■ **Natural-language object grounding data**
◆ ◆ ◆ ◆ ◆
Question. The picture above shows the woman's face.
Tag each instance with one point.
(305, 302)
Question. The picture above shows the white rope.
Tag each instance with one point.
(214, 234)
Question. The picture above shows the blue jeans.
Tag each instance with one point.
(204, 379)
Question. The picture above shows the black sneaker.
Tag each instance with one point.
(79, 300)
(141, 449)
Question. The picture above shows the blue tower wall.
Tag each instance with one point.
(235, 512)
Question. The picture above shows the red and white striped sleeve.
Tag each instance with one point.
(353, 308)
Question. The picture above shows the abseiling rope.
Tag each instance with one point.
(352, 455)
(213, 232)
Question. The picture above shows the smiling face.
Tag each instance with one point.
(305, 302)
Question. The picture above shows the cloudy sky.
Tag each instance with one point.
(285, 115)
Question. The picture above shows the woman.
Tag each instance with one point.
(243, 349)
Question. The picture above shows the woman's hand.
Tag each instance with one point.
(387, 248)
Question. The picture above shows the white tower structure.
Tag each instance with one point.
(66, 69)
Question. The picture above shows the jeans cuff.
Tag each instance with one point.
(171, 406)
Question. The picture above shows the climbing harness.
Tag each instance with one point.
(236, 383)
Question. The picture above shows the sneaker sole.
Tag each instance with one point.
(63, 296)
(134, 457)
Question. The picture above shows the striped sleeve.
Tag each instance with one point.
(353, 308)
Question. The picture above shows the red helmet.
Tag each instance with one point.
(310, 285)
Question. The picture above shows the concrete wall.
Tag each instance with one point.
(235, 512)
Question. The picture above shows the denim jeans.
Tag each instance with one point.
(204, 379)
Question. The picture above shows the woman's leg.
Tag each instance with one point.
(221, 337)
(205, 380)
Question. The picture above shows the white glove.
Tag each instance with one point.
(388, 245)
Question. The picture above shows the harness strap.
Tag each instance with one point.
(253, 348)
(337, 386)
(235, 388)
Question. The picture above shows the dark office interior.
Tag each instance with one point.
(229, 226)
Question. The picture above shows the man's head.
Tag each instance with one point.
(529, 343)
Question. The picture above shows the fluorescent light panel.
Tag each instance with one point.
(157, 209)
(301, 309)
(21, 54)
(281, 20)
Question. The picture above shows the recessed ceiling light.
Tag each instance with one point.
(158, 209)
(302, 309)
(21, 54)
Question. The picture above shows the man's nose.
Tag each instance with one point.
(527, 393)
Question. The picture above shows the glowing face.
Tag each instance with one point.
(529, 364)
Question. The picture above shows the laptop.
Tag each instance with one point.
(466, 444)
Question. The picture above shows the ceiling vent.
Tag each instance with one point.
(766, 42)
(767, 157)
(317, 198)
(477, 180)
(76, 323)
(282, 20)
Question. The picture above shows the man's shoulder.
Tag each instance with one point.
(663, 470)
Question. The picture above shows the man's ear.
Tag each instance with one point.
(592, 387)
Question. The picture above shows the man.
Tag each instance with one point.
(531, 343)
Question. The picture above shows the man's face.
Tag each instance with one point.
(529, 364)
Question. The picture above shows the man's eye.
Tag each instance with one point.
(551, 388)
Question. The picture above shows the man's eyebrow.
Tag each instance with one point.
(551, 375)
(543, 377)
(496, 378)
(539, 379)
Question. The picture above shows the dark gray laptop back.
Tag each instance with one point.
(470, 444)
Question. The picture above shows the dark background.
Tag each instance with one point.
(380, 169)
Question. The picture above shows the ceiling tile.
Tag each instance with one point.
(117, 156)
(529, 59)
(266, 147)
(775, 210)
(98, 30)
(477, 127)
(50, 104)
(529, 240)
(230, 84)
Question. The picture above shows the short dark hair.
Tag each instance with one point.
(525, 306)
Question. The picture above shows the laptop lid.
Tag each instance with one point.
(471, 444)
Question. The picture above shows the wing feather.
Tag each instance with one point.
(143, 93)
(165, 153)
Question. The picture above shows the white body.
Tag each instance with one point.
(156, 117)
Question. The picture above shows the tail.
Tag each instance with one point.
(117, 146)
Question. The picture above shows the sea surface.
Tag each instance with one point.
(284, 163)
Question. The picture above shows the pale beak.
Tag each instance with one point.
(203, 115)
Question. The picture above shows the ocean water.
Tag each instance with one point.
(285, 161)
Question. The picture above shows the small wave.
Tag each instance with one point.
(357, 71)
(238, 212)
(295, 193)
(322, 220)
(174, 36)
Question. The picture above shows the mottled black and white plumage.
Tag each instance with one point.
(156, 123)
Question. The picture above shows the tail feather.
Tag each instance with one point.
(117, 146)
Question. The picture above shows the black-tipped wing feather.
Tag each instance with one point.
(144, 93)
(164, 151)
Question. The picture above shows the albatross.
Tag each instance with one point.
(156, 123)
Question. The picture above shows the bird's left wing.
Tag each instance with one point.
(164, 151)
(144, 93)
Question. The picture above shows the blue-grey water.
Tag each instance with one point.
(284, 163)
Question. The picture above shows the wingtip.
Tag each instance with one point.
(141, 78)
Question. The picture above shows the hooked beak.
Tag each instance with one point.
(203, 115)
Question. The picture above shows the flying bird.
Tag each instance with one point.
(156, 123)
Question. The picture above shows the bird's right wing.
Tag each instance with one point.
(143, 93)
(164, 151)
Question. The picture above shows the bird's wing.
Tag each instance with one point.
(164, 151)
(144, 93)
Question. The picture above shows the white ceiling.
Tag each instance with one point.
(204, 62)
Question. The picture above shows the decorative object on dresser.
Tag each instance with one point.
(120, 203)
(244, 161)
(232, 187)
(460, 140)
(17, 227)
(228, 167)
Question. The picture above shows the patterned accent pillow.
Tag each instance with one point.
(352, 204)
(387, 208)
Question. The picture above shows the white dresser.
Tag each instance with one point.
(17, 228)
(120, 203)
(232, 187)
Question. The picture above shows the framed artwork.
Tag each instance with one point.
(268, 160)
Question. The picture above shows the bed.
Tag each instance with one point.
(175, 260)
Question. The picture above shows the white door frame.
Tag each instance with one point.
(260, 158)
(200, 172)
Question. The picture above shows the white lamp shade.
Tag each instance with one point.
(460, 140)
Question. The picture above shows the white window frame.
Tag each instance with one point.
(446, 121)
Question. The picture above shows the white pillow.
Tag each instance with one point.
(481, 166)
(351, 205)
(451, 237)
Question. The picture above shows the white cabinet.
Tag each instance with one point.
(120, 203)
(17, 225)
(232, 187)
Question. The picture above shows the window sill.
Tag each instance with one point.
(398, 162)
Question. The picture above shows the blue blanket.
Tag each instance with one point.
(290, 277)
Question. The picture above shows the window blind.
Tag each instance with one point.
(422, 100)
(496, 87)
◆ ◆ ◆ ◆ ◆
■ **YOUR ASSIGNMENT**
Line by line, output the data precisely as shown above.

■ **TASK SOLUTION**
Question. The picture above shows the woman's face.
Tag each instance with one point.
(305, 302)
Question. The picture above shows the white rope.
Tag each instance with one point.
(214, 234)
Question. The picture above shows the blue jeans.
Tag each instance with one point.
(204, 379)
Question. The picture above shows the black sneaker.
Tag each instance with one point.
(79, 300)
(141, 449)
Question. The picture above shows the blue tower wall.
Tag each instance with one point.
(235, 512)
Question. The picture above shows the red and white striped sleeve.
Tag each instance with one point.
(353, 308)
Question. The picture above shows the abseiling rope.
Tag each instance with one point.
(352, 455)
(213, 232)
Question. The picture above shows the smiling face.
Tag each instance with one point.
(305, 302)
Question. The picture above shows the cloudy sky.
Tag each instance with one point.
(285, 115)
Question. The picture above shows the woman.
Tag each instance with one point.
(243, 349)
Question. The picture above shows the woman's hand.
Tag each instance with one point.
(387, 248)
Question. The picture above shows the white tower structure.
Tag each instance with one point.
(66, 69)
Question. The picture above shows the jeans cuff.
Tag each instance with one point.
(171, 406)
Question. The picture above shows the climbing harness.
Tag each instance with one point.
(236, 383)
Question. The picture above shows the sneaker sole.
Tag each instance with one point.
(63, 296)
(134, 457)
Question. The picture above shows the striped sleeve.
Tag each instance with one point.
(353, 308)
Question. The picture above shows the red helmet.
Tag each instance with one point.
(310, 285)
Question. The picture above shows the concrete wall.
Tag each instance with one point.
(235, 512)
Question. The picture above shows the denim jeans.
Tag each instance with one point.
(204, 379)
Question. The picture above shows the woman's leg.
Tag each instance with one point.
(221, 337)
(205, 380)
Question. The picture above shows the white glove.
Tag each instance with one point.
(388, 245)
Question. The picture above shows the harness strap.
Tag each instance with one point.
(253, 348)
(337, 386)
(235, 388)
Question. The picture above shows the dark office interior.
Tag each instance with one point.
(229, 226)
Question. The picture above shows the man's head.
Tag each instance with one point.
(529, 343)
Question. The picture above shows the fluorescent light panel.
Tag each instance with one point.
(157, 209)
(301, 309)
(21, 54)
(281, 20)
Question. The picture above shows the recessed ceiling light.
Tag each instance with one point.
(158, 209)
(302, 309)
(21, 54)
Question. The picture above shows the man's nose.
Tag each instance with one point.
(527, 393)
Question. The picture above shows the glowing face.
Tag each instance with one point.
(529, 364)
Question. The picture above shows the laptop.
Tag each instance with one point.
(466, 444)
Question. The picture above shows the ceiling vent.
Tag each instance with one point.
(766, 42)
(767, 157)
(317, 198)
(477, 180)
(76, 323)
(282, 20)
Question. The picture above shows the man's shoulder.
Tag each instance with one point.
(663, 470)
Question. The picture above shows the man's ear.
Tag each instance with one point.
(592, 387)
Question. The picture above shows the man.
Tag each instance with one point.
(531, 343)
Question. The picture above shows the man's face.
Tag each instance with one point.
(529, 364)
Question. The picture above shows the man's eye.
Tag each instance with one point.
(551, 388)
Question. The picture above shows the man's eyebrow.
Tag each instance with one point.
(551, 375)
(543, 377)
(496, 378)
(539, 379)
Question. The picture above shows the dark gray laptop back.
Tag each instance with one point.
(470, 444)
Question. The picture above shows the dark background.
Tag each instance with one point.
(380, 169)
Question. The picture above shows the ceiling tile.
Tag each instance with one point.
(117, 156)
(529, 59)
(266, 147)
(775, 210)
(98, 30)
(477, 127)
(50, 104)
(529, 240)
(230, 84)
Question. The picture above shows the short dark hair.
Tag each instance with one point.
(525, 306)
Question. The picture above shows the laptop lid.
Tag each instance with one point.
(471, 444)
Question. The picture above shows the wing feather.
Tag each instance with one point.
(143, 93)
(165, 153)
Question. The picture above shows the white body.
Tag each instance with one point.
(156, 117)
Question. The picture above shows the tail.
Tag each instance with one point.
(117, 146)
Question. The picture above shows the sea surface.
Tag each instance with one point.
(284, 163)
Question. The picture above shows the pale beak.
Tag each instance with one point.
(203, 115)
Question. The picture above shows the ocean water.
Tag each instance with one point.
(285, 161)
Question. The picture above shows the small wave.
Tag each instance with one point.
(357, 71)
(238, 212)
(295, 193)
(322, 220)
(174, 36)
Question. The picture above shows the mottled black and white plumage.
Tag each instance with one point.
(156, 123)
Question. The picture above shows the tail feather.
Tag each instance with one point.
(117, 146)
Question. The picture above shows the black-tipped wing feather.
Tag each instance with one point.
(144, 93)
(164, 151)
Question. The picture above shows the albatross.
Tag each instance with one point.
(156, 123)
Question. The picture above shows the bird's left wing.
Tag each instance with one point.
(164, 151)
(144, 93)
Question. The picture above shows the blue-grey water.
Tag each instance with one point.
(284, 163)
Question. The picture above shows the wingtip.
Tag each instance with one point.
(141, 78)
Question. The picture above shows the hooked beak.
Tag each instance with one point.
(203, 115)
Question. The picture above shows the flying bird.
Tag each instance with one point.
(156, 123)
Question. The picture above shows the bird's right wing.
Tag each instance with one point.
(143, 93)
(164, 151)
Question. The picture above shows the bird's wing.
Tag each instance with one point.
(164, 151)
(144, 93)
Question. The picture above shows the white ceiling.
Tag each instance with one point.
(204, 62)
Question. The picture above shows the decorative object on dresser.
Tag each instance with one point.
(120, 203)
(244, 161)
(232, 187)
(460, 140)
(17, 227)
(228, 167)
Question. The picture above shows the patterned accent pillow.
Tag each instance with one point.
(352, 204)
(387, 208)
Question. The picture above shows the white dresser.
Tag each instance with one point.
(17, 228)
(120, 203)
(232, 187)
Question. The picture above shows the framed artwork.
Tag each instance with one point.
(268, 160)
Question. The picture above shows the bed.
Tag each instance with one point.
(175, 260)
Question. The picture above shows the white door frame.
Tag each instance with one point.
(260, 158)
(200, 172)
Question. The picture above shows the white lamp shade.
Tag each instance with one point.
(460, 140)
Question. The picture above shows the white window frame.
Tag each instance with one point.
(446, 121)
Question. The picture above shows the white pillow.
Tag each instance with one point.
(481, 166)
(351, 205)
(451, 237)
Question. The picture above shows the white cabinet.
Tag each instance with one point.
(120, 203)
(17, 225)
(232, 187)
Question. The picture above shows the window sill.
Tag each instance with one point.
(398, 162)
Question. The picture above shows the blue blanket.
Tag each instance with one point.
(290, 277)
Question. The picture above shows the window blind.
Tag each instance with one point.
(422, 100)
(496, 87)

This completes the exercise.